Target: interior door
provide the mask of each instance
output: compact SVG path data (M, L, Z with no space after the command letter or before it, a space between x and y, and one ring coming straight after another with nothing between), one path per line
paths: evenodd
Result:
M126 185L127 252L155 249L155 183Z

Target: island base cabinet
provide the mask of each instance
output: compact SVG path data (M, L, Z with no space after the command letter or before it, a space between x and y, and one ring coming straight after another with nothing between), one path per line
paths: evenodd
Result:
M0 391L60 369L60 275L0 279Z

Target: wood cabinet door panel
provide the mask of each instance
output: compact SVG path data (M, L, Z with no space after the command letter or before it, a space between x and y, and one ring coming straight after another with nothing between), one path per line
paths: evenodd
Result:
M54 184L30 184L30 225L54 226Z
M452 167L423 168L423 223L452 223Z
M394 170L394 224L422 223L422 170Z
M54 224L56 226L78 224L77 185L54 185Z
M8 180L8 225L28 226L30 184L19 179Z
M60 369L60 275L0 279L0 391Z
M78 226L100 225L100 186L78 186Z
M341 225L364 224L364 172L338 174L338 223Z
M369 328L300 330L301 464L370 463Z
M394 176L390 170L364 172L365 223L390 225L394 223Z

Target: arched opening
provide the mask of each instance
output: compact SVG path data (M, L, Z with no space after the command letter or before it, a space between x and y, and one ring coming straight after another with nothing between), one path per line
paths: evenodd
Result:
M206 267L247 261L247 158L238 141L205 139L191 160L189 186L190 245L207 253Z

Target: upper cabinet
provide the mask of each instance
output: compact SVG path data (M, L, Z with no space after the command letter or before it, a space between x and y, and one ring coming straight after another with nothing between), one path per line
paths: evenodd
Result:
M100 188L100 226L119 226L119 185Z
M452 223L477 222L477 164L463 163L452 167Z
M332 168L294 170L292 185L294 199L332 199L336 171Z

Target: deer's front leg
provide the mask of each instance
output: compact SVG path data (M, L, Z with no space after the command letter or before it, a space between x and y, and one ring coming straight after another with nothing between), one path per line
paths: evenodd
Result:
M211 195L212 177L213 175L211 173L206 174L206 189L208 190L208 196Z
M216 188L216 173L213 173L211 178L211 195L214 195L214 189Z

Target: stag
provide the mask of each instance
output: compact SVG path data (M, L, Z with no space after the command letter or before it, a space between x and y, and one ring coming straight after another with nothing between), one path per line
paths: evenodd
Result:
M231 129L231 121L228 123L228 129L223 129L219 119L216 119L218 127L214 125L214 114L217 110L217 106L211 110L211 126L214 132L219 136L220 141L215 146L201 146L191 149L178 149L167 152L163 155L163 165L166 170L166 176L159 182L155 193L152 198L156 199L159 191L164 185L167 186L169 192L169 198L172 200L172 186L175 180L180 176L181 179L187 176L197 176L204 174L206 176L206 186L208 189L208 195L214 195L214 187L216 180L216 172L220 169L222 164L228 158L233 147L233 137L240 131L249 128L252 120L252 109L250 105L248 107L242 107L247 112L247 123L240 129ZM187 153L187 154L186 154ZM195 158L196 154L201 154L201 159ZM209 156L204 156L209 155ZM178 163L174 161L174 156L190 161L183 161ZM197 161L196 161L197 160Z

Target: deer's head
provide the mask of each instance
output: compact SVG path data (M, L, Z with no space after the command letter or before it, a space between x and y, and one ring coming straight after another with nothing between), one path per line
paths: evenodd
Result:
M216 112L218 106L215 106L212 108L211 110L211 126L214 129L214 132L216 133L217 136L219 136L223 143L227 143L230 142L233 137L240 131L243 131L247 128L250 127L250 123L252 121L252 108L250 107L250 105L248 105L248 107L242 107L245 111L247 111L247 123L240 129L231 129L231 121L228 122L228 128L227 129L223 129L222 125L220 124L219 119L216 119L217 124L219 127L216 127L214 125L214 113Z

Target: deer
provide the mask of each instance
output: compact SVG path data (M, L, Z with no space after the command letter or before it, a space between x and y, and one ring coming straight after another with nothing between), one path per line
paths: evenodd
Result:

━━━━━━━━

TASK DETAILS – Rewrite the part of the listing that opens with the line containing "Target: deer's front leg" and closes with the line containing "M216 188L216 173L213", substituting "foreleg" for "front leg" and keeping everything else the same.

SOLVED PROBLEM –
Target: deer's foreleg
provide the mask of each instance
output: compact SVG path data (M, L, Z with no space after the command letter or before it, a space between x and y, and one ring coming straight after another with nothing between), one path per line
paths: evenodd
Result:
M211 195L212 177L213 175L211 173L206 174L206 189L208 190L208 196Z
M216 188L216 173L213 173L211 178L211 195L214 195L214 189Z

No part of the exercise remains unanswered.